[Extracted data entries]
================================

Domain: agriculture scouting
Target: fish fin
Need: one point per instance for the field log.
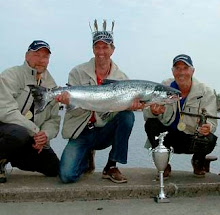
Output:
(108, 81)
(40, 95)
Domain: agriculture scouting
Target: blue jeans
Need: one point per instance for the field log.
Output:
(74, 160)
(16, 147)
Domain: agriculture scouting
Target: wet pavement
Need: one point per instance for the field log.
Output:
(33, 187)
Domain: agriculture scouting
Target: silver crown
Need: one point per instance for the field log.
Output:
(104, 27)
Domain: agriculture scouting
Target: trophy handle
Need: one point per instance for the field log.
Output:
(171, 153)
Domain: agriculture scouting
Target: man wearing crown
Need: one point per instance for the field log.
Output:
(88, 131)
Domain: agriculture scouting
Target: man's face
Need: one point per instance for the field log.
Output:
(102, 51)
(182, 73)
(38, 60)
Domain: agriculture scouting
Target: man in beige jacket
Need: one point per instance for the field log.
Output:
(187, 132)
(24, 135)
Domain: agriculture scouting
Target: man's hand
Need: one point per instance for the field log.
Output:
(40, 140)
(63, 98)
(205, 129)
(157, 109)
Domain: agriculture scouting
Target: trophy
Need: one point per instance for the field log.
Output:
(161, 156)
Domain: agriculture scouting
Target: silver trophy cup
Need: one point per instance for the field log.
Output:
(161, 157)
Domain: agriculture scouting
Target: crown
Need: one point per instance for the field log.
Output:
(102, 35)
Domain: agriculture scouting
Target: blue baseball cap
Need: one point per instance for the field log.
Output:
(184, 58)
(38, 44)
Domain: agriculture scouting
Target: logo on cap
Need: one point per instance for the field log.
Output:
(184, 58)
(38, 44)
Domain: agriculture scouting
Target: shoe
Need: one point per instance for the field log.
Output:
(3, 163)
(91, 163)
(198, 169)
(114, 175)
(166, 173)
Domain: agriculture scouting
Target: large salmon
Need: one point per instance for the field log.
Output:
(110, 97)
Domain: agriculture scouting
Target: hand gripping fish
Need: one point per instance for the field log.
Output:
(111, 96)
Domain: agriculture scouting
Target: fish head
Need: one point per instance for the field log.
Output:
(165, 94)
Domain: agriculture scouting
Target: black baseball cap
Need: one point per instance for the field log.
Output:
(38, 44)
(184, 58)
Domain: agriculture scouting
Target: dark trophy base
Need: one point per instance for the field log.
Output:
(161, 200)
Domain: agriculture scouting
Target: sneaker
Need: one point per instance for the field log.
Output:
(114, 175)
(91, 163)
(3, 178)
(198, 169)
(166, 173)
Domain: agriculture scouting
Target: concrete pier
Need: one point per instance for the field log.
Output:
(24, 186)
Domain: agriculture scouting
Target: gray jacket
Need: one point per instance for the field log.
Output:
(200, 96)
(16, 100)
(76, 119)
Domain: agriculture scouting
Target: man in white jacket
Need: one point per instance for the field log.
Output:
(88, 130)
(186, 133)
(24, 135)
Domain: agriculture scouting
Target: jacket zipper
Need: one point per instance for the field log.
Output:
(26, 102)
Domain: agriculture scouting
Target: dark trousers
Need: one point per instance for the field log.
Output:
(180, 141)
(16, 147)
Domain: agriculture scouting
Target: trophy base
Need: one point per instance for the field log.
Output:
(161, 200)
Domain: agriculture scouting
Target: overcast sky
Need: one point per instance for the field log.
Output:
(148, 34)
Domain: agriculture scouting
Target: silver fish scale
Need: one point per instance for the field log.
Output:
(116, 96)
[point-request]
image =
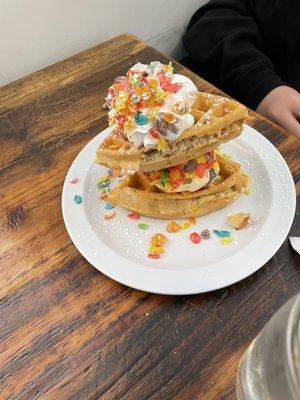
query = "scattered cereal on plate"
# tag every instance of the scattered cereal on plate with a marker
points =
(156, 246)
(205, 234)
(195, 237)
(222, 234)
(133, 215)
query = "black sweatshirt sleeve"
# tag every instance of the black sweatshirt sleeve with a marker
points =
(224, 42)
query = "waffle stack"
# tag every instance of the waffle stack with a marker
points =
(184, 177)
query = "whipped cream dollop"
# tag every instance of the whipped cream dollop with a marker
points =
(150, 104)
(141, 134)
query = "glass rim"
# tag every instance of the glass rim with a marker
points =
(292, 354)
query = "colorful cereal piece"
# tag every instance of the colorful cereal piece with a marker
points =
(173, 227)
(141, 119)
(104, 193)
(133, 215)
(226, 240)
(222, 234)
(158, 239)
(185, 225)
(195, 237)
(143, 226)
(205, 234)
(108, 205)
(156, 249)
(153, 255)
(109, 215)
(154, 133)
(77, 199)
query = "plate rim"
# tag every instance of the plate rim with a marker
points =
(122, 278)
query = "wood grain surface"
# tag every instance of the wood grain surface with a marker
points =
(66, 330)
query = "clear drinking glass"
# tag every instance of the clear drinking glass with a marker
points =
(270, 367)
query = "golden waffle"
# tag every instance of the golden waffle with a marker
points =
(136, 194)
(218, 119)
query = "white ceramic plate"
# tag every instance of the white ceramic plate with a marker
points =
(118, 248)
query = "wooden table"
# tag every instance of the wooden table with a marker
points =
(69, 332)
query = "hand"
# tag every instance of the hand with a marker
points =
(282, 105)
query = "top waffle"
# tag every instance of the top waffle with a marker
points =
(217, 120)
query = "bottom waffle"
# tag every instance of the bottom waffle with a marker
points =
(136, 194)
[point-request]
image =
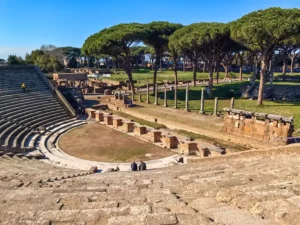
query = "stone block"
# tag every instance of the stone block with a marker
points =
(93, 169)
(139, 130)
(128, 127)
(108, 119)
(99, 116)
(189, 148)
(155, 136)
(117, 123)
(170, 141)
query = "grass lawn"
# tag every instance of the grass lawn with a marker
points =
(146, 76)
(224, 92)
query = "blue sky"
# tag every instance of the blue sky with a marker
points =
(27, 24)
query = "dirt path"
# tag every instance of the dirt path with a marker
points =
(100, 143)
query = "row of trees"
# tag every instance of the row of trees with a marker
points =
(265, 36)
(49, 58)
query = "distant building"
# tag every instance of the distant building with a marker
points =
(70, 76)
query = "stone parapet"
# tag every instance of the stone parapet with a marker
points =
(261, 126)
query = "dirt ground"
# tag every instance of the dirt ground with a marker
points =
(175, 119)
(100, 143)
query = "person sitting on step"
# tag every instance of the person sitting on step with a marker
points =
(133, 166)
(142, 166)
(23, 87)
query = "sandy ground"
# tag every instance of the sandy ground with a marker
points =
(100, 143)
(179, 119)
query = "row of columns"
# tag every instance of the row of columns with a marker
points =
(186, 99)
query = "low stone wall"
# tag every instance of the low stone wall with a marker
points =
(260, 126)
(163, 139)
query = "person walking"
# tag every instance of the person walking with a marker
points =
(23, 87)
(142, 166)
(133, 166)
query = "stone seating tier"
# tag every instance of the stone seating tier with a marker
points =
(210, 192)
(21, 114)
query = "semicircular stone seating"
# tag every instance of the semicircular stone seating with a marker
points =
(26, 116)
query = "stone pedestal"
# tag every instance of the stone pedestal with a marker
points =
(156, 95)
(175, 96)
(108, 119)
(202, 102)
(189, 148)
(117, 123)
(187, 99)
(165, 98)
(140, 130)
(99, 116)
(147, 101)
(90, 112)
(232, 103)
(216, 107)
(155, 136)
(170, 141)
(128, 127)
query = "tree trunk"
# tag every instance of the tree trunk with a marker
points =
(155, 70)
(284, 68)
(211, 80)
(226, 72)
(218, 73)
(152, 63)
(262, 80)
(160, 64)
(292, 64)
(175, 59)
(241, 72)
(194, 72)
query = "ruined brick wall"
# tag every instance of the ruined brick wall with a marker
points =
(261, 126)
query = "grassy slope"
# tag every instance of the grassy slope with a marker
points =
(274, 107)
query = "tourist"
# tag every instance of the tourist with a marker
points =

================================

◆ Required work
With the pictures removed, return the data above word for word.

◆ Written answer
Domain: agriculture scouting
Target: fish fin
Need: one point per instance for the field log.
Output:
(108, 81)
(40, 95)
Domain: agriculture scouting
Target: blue jeans
Need: one point per instance for the field log.
Output:
(74, 160)
(16, 147)
Domain: agriculture scouting
Target: wet pavement
Need: one point per instance for the field log.
Output:
(33, 187)
Domain: agriculture scouting
Target: silver crown
Need: one point per instance for the field log.
Output:
(104, 27)
Domain: agriculture scouting
Target: trophy handle
Need: one point per instance for the field log.
Output:
(171, 153)
Domain: agriculture scouting
Target: man wearing crown
Need: one point per instance for the field log.
Output:
(88, 131)
Domain: agriculture scouting
Target: man's face
Need: one point per instance for the field log.
Output:
(102, 51)
(182, 73)
(38, 60)
Domain: agriculture scouting
Target: man in beige jacket
Need: one point per instance for the field log.
Output:
(187, 132)
(24, 135)
Domain: agriculture scouting
Target: man's hand
Need: one point per instance for the field log.
Output:
(40, 140)
(63, 98)
(205, 129)
(157, 109)
Domain: agriculture scouting
Target: trophy
Need: one point per instance for the field log.
Output:
(161, 156)
Domain: agriculture scouting
Target: silver trophy cup
Need: one point per instance for the field log.
Output:
(161, 157)
Domain: agriculture scouting
Target: crown
Need: one point per instance for the field log.
Output:
(102, 35)
Domain: agriculture scouting
Target: blue baseball cap
Need: one point per instance for the field log.
Output:
(184, 58)
(38, 44)
Domain: agriculture scouting
Target: logo on cap
Need: one point per instance for the field log.
Output:
(184, 58)
(38, 44)
Domain: agriculture scouting
Target: shoe
Need: one point per instance for the field log.
Output:
(3, 163)
(91, 163)
(198, 169)
(114, 175)
(166, 173)
Domain: agriculture scouting
Target: large salmon
Need: one point per instance for the field log.
Output:
(110, 97)
Domain: agriculture scouting
Target: hand gripping fish
Need: one point per instance for the field log.
Output:
(111, 96)
Domain: agriculture scouting
Target: fish head
Need: one point per instance for the field log.
Output:
(165, 94)
Domain: agriculture scouting
Target: black baseball cap
Need: one point per instance for the field log.
Output:
(38, 44)
(184, 58)
Domain: agriculture scouting
Target: dark trophy base
Need: one point per instance for the field log.
Output:
(161, 200)
Domain: agriculture scouting
Target: sneaker
Need: one point per instance for the field log.
Output:
(114, 175)
(91, 163)
(3, 178)
(198, 169)
(166, 173)
Domain: agriculture scouting
Target: concrete pier
Need: one point per instance for the field log.
Output:
(24, 186)
Domain: agriculture scouting
Target: gray jacket
Need: one point per instance for the field log.
Output:
(200, 96)
(16, 100)
(76, 119)
Domain: agriculture scouting
Target: man in white jacket
Need: one point per instance for the field log.
Output:
(88, 130)
(186, 133)
(24, 135)
Domain: agriculture scouting
Target: jacket zipper
Need: one point per instance for the field log.
Output:
(26, 102)
Domain: agriculture scouting
Target: dark trousers
Need: one point per instance for the field log.
Output:
(180, 141)
(16, 147)
Domain: agriculture scouting
Target: trophy base
Need: one point per instance for the field log.
Output:
(161, 200)
Domain: agriculture scouting
Target: overcast sky
Need: one point per instance for the field log.
Output:
(148, 34)
Domain: agriculture scouting
Target: silver fish scale
Need: one point per instance for the field log.
Output:
(116, 96)
[point-request]
image =
query = "scattered cereal on plate"
# tag every instance of the scattered cereal on plate with a marker
points =
(156, 246)
(205, 234)
(195, 237)
(222, 234)
(133, 215)
query = "black sweatshirt sleeve"
# tag every instance of the black sweatshirt sleeve with a marker
points =
(224, 42)
query = "waffle stack"
# tag every instance of the waffle stack with a marker
points =
(184, 177)
query = "whipped cream dollop"
# tag every instance of the whipped cream dollop with a marker
points =
(150, 104)
(141, 134)
query = "glass rim"
# tag every instance of the glass rim with a marker
points =
(292, 354)
query = "colorful cereal piece"
# tag every instance of the colorful cereal piece with a marker
points =
(173, 227)
(141, 119)
(104, 193)
(133, 215)
(226, 240)
(222, 234)
(158, 239)
(185, 225)
(195, 237)
(143, 226)
(205, 234)
(108, 205)
(156, 249)
(153, 255)
(109, 215)
(154, 133)
(77, 199)
query = "plate rim"
# tag every instance of the plate rim with a marker
points =
(122, 278)
query = "wood grain surface"
# tag every instance of the wood grain surface with a marker
points =
(66, 330)
query = "clear drinking glass"
# tag every instance of the clear drinking glass with a marker
points =
(270, 367)
query = "golden waffle"
# tag every instance of the golden waffle with a marker
points =
(136, 194)
(218, 119)
query = "white ceramic plate"
# tag every instance of the white ceramic plate with a marker
points =
(118, 248)
query = "wooden table"
# tag every instance of the wooden table with a marker
points =
(69, 332)
query = "hand"
# tag every instance of the hand with a marker
points =
(282, 105)
query = "top waffle"
# tag every instance of the top waffle with a marker
points =
(217, 120)
query = "bottom waffle"
# tag every instance of the bottom waffle with a marker
points =
(136, 194)
[point-request]
image =
query = "stone block"
# tag every instance of the stone block with a marker
points =
(93, 169)
(139, 130)
(128, 127)
(108, 119)
(99, 116)
(189, 148)
(155, 136)
(117, 123)
(170, 141)
query = "grass lawn"
# tag every instance of the grass lawn with a marker
points =
(146, 76)
(224, 92)
query = "blue sky"
# tag every instance of the blue sky with a marker
points =
(27, 24)
query = "dirt path"
# tag every instance of the dirt path with a marker
points =
(100, 143)
query = "row of trees"
# tag every instance of the row of trees with a marker
points =
(265, 36)
(49, 58)
query = "distant building"
# tag every instance of the distant building with a marker
points =
(70, 76)
query = "stone parapet"
# tag every instance of the stone parapet with a marker
points =
(261, 126)
query = "dirt ground"
# tag every instance of the dirt ground with a marker
points =
(175, 119)
(100, 143)
query = "person sitting on step"
# tag every instance of the person sitting on step with a marker
points =
(133, 166)
(142, 166)
(23, 87)
query = "sandy ground"
# tag every instance of the sandy ground with a marker
points =
(100, 143)
(179, 119)
query = "row of columns"
# tag every instance of the row of columns with a marker
points =
(186, 99)
query = "low stone wall"
# tag every instance of the low stone wall with a marker
points =
(260, 126)
(163, 139)
query = "person walking"
# tag every instance of the person walking with a marker
points =
(23, 87)
(142, 166)
(133, 166)
query = "stone seating tier"
# tag every instance of the stone seating tier with a marker
points =
(210, 192)
(21, 114)
query = "semicircular stone seating"
# tag every instance of the semicircular stone seating with a marker
points =
(26, 116)
query = "stone pedestal"
# tag every instance of the stone pedestal with a marker
points =
(156, 95)
(175, 96)
(108, 119)
(202, 102)
(189, 148)
(117, 123)
(187, 99)
(165, 98)
(140, 130)
(99, 116)
(147, 101)
(90, 112)
(232, 103)
(216, 107)
(155, 136)
(170, 141)
(128, 127)
query = "tree trunk"
# tag every instance of the tree trunk with a marker
points =
(155, 70)
(284, 68)
(211, 80)
(226, 72)
(218, 73)
(152, 63)
(262, 80)
(160, 64)
(292, 64)
(175, 59)
(241, 72)
(194, 72)
query = "ruined brick wall"
# tag every instance of the ruined brick wall with a marker
points =
(261, 126)
query = "grassy slope"
# tag every instance of the grassy slope with a marker
points =
(274, 107)
query = "tourist"
# tag every instance of the tourist with a marker
points =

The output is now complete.